**EXERCISE MATERIALS:**
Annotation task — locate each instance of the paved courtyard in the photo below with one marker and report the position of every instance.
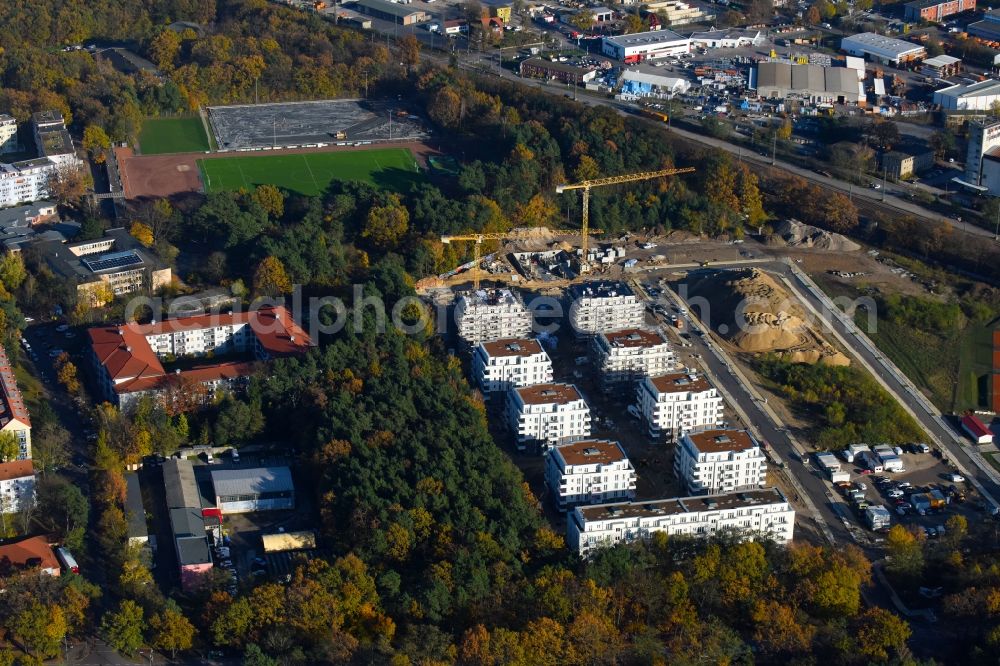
(296, 124)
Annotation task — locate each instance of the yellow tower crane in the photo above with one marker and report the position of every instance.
(510, 235)
(610, 180)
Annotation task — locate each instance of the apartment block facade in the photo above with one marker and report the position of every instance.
(491, 314)
(17, 485)
(589, 472)
(715, 462)
(764, 514)
(501, 365)
(625, 356)
(603, 306)
(544, 415)
(673, 404)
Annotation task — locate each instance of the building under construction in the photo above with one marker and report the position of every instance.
(484, 315)
(602, 306)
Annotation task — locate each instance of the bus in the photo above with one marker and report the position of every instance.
(67, 560)
(655, 115)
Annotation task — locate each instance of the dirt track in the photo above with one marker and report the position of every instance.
(156, 176)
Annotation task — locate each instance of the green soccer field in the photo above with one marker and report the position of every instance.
(173, 135)
(311, 173)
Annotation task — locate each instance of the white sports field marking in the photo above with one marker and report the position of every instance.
(318, 189)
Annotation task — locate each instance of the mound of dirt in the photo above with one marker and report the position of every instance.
(796, 234)
(755, 314)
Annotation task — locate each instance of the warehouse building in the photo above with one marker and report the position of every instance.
(390, 11)
(645, 46)
(968, 97)
(753, 514)
(882, 49)
(941, 66)
(814, 83)
(936, 10)
(988, 29)
(250, 490)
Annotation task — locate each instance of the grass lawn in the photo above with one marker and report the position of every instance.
(311, 173)
(173, 135)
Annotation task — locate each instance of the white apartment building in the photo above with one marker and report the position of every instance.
(501, 365)
(17, 485)
(627, 355)
(8, 134)
(591, 471)
(673, 404)
(547, 414)
(491, 314)
(28, 181)
(713, 462)
(753, 514)
(602, 306)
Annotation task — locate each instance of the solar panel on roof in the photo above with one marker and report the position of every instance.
(112, 260)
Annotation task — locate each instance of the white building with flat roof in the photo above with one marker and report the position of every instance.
(590, 471)
(982, 157)
(547, 414)
(17, 485)
(641, 46)
(491, 314)
(604, 305)
(720, 461)
(882, 49)
(501, 365)
(968, 96)
(675, 403)
(756, 514)
(625, 356)
(8, 134)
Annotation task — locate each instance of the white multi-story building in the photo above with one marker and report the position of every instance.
(501, 365)
(764, 514)
(713, 462)
(602, 306)
(13, 412)
(625, 356)
(675, 403)
(8, 134)
(491, 314)
(591, 471)
(17, 485)
(28, 181)
(547, 414)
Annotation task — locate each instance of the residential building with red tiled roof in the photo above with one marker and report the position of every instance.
(17, 485)
(30, 553)
(128, 359)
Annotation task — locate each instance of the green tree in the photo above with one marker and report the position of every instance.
(10, 447)
(270, 199)
(386, 225)
(880, 631)
(171, 631)
(123, 628)
(904, 553)
(95, 142)
(12, 270)
(40, 629)
(271, 279)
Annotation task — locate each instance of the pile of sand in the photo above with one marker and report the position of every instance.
(755, 314)
(797, 234)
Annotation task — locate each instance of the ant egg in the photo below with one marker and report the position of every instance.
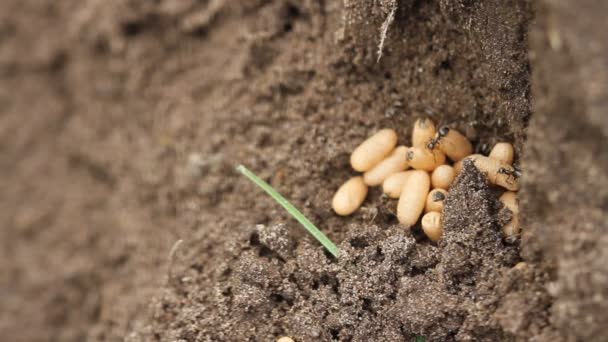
(394, 163)
(498, 173)
(434, 200)
(442, 177)
(424, 130)
(349, 196)
(455, 145)
(432, 225)
(503, 152)
(421, 158)
(509, 200)
(393, 185)
(373, 150)
(413, 197)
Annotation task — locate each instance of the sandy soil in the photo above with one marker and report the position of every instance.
(121, 124)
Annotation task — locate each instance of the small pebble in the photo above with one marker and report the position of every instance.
(434, 200)
(349, 196)
(424, 130)
(509, 200)
(503, 152)
(455, 145)
(432, 225)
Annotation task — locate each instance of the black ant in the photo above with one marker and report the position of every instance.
(513, 174)
(443, 131)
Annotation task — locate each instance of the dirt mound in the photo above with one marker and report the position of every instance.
(121, 124)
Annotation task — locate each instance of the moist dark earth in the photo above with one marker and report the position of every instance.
(121, 124)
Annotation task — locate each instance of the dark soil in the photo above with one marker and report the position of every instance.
(121, 125)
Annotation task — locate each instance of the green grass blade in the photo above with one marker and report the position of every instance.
(312, 229)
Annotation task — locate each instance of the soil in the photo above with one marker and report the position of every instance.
(121, 125)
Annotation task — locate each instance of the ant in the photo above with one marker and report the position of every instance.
(512, 174)
(443, 131)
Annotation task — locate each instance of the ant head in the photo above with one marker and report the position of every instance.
(438, 196)
(483, 148)
(409, 155)
(443, 131)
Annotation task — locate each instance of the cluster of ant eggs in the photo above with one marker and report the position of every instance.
(424, 188)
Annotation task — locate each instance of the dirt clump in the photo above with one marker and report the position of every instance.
(121, 125)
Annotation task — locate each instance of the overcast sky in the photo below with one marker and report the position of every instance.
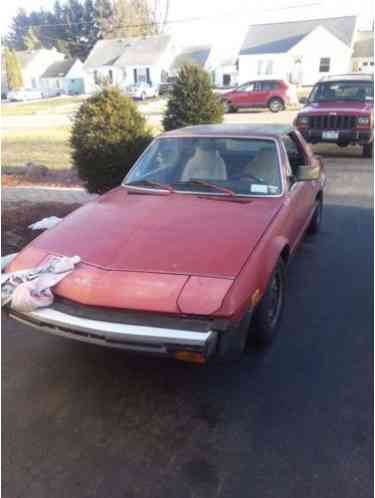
(223, 20)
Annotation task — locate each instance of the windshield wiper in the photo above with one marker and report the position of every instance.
(224, 190)
(150, 183)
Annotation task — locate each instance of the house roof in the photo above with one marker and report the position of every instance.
(364, 45)
(143, 51)
(59, 69)
(127, 51)
(192, 55)
(106, 52)
(281, 37)
(26, 56)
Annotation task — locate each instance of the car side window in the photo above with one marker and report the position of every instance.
(294, 151)
(267, 86)
(247, 87)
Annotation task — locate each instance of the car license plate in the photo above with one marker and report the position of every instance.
(330, 135)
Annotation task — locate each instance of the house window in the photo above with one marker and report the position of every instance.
(324, 65)
(269, 67)
(226, 79)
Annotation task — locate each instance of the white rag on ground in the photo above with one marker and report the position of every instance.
(27, 290)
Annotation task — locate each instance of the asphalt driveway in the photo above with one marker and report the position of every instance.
(294, 421)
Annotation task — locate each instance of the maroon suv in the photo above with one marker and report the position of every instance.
(340, 110)
(274, 94)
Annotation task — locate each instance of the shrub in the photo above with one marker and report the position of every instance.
(192, 100)
(108, 135)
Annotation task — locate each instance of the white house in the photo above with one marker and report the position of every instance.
(66, 77)
(299, 51)
(126, 61)
(198, 55)
(224, 73)
(34, 63)
(363, 52)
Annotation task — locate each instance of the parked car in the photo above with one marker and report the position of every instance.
(274, 94)
(25, 94)
(166, 87)
(142, 91)
(191, 249)
(340, 110)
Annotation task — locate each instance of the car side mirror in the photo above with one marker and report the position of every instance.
(307, 173)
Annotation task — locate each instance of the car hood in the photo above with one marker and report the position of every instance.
(155, 246)
(351, 108)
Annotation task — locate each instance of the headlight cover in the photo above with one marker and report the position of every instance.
(363, 120)
(303, 120)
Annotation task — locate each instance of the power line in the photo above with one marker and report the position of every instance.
(174, 21)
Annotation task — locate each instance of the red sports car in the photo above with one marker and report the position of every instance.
(188, 255)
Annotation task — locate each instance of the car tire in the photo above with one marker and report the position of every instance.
(228, 107)
(368, 150)
(276, 105)
(316, 220)
(268, 313)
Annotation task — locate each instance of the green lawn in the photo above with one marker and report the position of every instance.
(49, 146)
(55, 105)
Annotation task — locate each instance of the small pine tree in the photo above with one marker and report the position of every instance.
(192, 100)
(13, 70)
(31, 41)
(108, 136)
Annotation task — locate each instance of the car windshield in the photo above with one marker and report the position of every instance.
(358, 91)
(224, 166)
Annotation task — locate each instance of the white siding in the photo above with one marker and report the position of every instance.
(33, 71)
(317, 45)
(301, 63)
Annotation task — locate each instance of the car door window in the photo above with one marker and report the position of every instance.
(247, 87)
(294, 153)
(268, 86)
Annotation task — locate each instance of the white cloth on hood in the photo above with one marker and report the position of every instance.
(45, 223)
(27, 290)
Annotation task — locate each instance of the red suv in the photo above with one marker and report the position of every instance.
(274, 94)
(340, 110)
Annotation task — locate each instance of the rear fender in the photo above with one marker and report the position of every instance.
(250, 285)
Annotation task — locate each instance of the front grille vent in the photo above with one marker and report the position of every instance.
(331, 122)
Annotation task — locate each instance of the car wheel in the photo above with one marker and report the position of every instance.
(227, 107)
(316, 220)
(267, 315)
(368, 150)
(276, 105)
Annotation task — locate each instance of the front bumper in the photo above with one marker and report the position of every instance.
(141, 338)
(360, 137)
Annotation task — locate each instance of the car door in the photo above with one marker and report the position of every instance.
(242, 96)
(301, 195)
(259, 96)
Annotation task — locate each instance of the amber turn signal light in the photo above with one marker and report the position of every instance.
(190, 356)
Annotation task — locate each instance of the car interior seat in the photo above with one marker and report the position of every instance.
(265, 166)
(205, 164)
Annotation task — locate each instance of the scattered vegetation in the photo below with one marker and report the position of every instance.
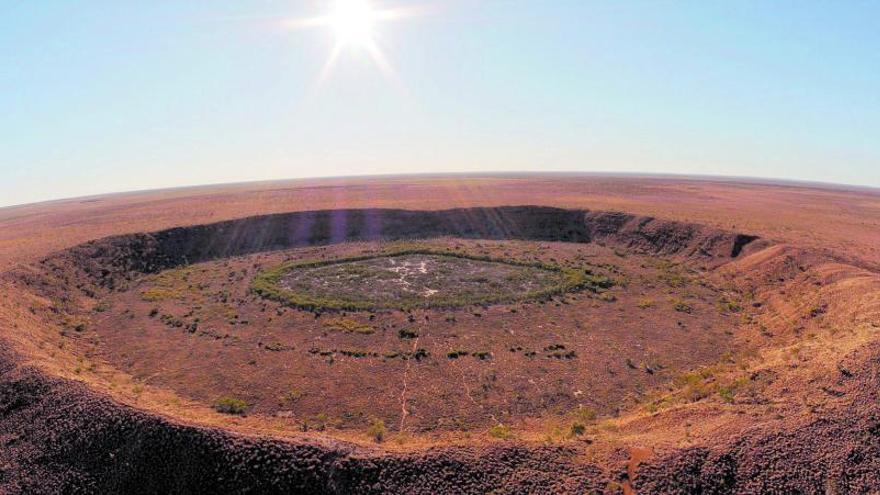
(501, 431)
(377, 430)
(267, 284)
(230, 405)
(348, 325)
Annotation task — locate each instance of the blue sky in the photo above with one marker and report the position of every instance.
(104, 96)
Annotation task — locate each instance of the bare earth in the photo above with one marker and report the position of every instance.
(737, 350)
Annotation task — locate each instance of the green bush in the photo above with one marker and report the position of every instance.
(500, 431)
(377, 430)
(230, 405)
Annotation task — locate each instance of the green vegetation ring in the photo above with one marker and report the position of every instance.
(418, 278)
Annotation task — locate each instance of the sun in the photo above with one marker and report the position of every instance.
(352, 21)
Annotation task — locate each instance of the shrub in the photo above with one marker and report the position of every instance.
(577, 429)
(377, 430)
(683, 307)
(500, 431)
(230, 405)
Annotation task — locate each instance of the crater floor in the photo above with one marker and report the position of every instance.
(201, 331)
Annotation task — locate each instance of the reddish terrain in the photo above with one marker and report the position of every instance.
(735, 351)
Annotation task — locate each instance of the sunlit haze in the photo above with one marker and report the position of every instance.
(100, 96)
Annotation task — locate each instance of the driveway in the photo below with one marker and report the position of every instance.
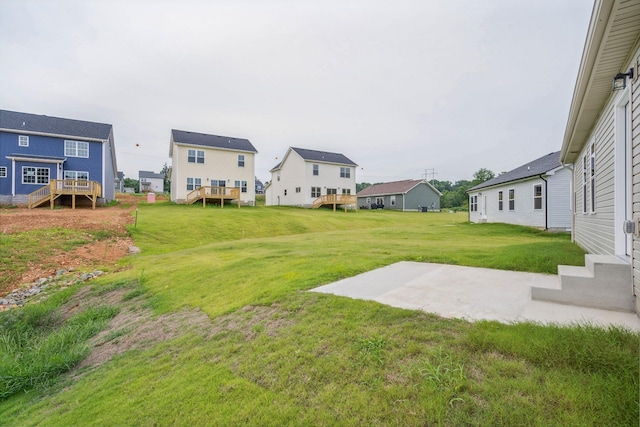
(470, 293)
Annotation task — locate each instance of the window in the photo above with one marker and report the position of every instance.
(76, 149)
(584, 184)
(592, 178)
(194, 183)
(537, 196)
(195, 156)
(32, 175)
(79, 175)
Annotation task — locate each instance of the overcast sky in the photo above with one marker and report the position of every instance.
(398, 86)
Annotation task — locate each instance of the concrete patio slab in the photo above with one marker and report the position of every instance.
(471, 293)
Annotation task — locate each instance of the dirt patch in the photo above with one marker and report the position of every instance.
(113, 219)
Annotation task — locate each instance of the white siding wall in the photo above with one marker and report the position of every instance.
(296, 172)
(559, 199)
(635, 135)
(523, 214)
(595, 231)
(218, 165)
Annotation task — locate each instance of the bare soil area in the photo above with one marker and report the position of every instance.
(113, 219)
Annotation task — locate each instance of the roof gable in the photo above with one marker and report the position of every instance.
(212, 141)
(537, 167)
(33, 123)
(396, 187)
(323, 156)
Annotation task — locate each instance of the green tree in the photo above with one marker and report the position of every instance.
(482, 175)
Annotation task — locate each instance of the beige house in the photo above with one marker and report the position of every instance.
(308, 178)
(211, 167)
(602, 142)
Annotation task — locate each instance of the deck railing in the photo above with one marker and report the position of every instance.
(73, 187)
(213, 193)
(336, 199)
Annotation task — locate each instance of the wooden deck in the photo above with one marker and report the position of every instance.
(213, 193)
(65, 187)
(335, 200)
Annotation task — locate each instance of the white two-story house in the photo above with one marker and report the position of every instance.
(303, 176)
(211, 161)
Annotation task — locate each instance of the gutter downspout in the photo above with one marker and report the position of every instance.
(546, 205)
(572, 200)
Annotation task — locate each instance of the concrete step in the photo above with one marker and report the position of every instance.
(604, 282)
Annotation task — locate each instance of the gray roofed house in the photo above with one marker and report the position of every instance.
(213, 141)
(405, 195)
(536, 194)
(38, 150)
(303, 177)
(211, 167)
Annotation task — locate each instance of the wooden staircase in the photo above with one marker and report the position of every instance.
(213, 193)
(65, 187)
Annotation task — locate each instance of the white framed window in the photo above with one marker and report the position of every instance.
(195, 156)
(78, 175)
(592, 178)
(76, 149)
(193, 183)
(537, 196)
(33, 175)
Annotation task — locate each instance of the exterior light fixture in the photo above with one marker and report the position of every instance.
(620, 80)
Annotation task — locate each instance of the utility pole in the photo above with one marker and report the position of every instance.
(430, 173)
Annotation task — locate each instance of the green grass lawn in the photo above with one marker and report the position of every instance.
(277, 355)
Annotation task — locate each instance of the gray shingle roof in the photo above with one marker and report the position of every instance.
(149, 174)
(537, 167)
(213, 141)
(33, 123)
(323, 156)
(396, 187)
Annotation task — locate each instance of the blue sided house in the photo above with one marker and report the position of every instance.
(51, 160)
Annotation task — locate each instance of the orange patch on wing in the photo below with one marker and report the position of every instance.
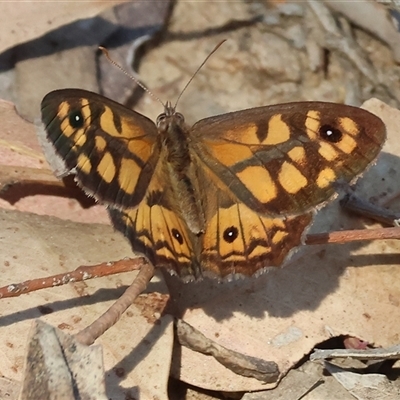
(229, 154)
(128, 175)
(347, 144)
(326, 177)
(278, 131)
(100, 143)
(312, 124)
(327, 151)
(297, 154)
(349, 126)
(106, 167)
(259, 182)
(291, 179)
(83, 163)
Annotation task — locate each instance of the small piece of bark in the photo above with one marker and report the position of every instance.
(60, 368)
(391, 353)
(265, 371)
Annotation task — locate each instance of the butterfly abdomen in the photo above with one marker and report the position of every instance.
(182, 172)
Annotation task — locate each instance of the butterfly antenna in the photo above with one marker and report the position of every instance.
(198, 69)
(105, 52)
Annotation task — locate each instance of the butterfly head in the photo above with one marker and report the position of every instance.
(169, 118)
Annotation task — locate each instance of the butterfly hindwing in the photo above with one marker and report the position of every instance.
(156, 229)
(232, 195)
(284, 159)
(112, 150)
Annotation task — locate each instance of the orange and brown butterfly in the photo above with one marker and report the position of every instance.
(232, 194)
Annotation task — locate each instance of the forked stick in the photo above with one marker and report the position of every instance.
(112, 315)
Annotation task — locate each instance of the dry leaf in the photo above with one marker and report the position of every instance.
(23, 21)
(137, 350)
(332, 290)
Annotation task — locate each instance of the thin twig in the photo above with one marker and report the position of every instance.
(391, 353)
(80, 274)
(111, 316)
(355, 235)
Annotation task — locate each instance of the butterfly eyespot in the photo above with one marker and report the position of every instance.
(177, 236)
(75, 119)
(230, 234)
(330, 134)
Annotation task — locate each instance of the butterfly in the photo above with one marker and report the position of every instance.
(231, 195)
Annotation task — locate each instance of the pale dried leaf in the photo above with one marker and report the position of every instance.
(23, 21)
(137, 350)
(332, 290)
(364, 386)
(58, 367)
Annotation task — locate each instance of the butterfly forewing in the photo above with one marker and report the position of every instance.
(284, 159)
(253, 175)
(112, 150)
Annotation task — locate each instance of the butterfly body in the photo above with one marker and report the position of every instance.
(231, 195)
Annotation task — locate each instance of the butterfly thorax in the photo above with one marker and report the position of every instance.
(175, 141)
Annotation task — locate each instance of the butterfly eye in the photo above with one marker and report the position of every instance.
(330, 134)
(230, 234)
(177, 236)
(75, 119)
(161, 118)
(180, 117)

**INSTRUCTION:** Every line from the one holding "Annotation task — locate each instance of the pale" through the final line of the listing must be echoed exactly; leave out all other lines.

**EXERCISE OUTPUT:**
Annotation task — locate each instance of the pale dried leaf in the photo above with one marker and report the position of every instance.
(23, 21)
(137, 350)
(332, 290)
(364, 386)
(58, 367)
Annotation task — locate each instance of the butterfly forewing in the photo above with one marker and report the position of every instance.
(284, 159)
(253, 175)
(112, 150)
Annotation task — locate each instance of the butterfly body in the photo above with one marker and report the position of every instance.
(231, 195)
Annotation task — locate each instance of the butterfly thorax in the photo above with one marker and report the position of every instance.
(175, 141)
Annotation task — locate each instance of the butterfly eye in the photo above with one marker and report the position of every instance.
(330, 134)
(230, 234)
(177, 236)
(75, 119)
(161, 118)
(180, 117)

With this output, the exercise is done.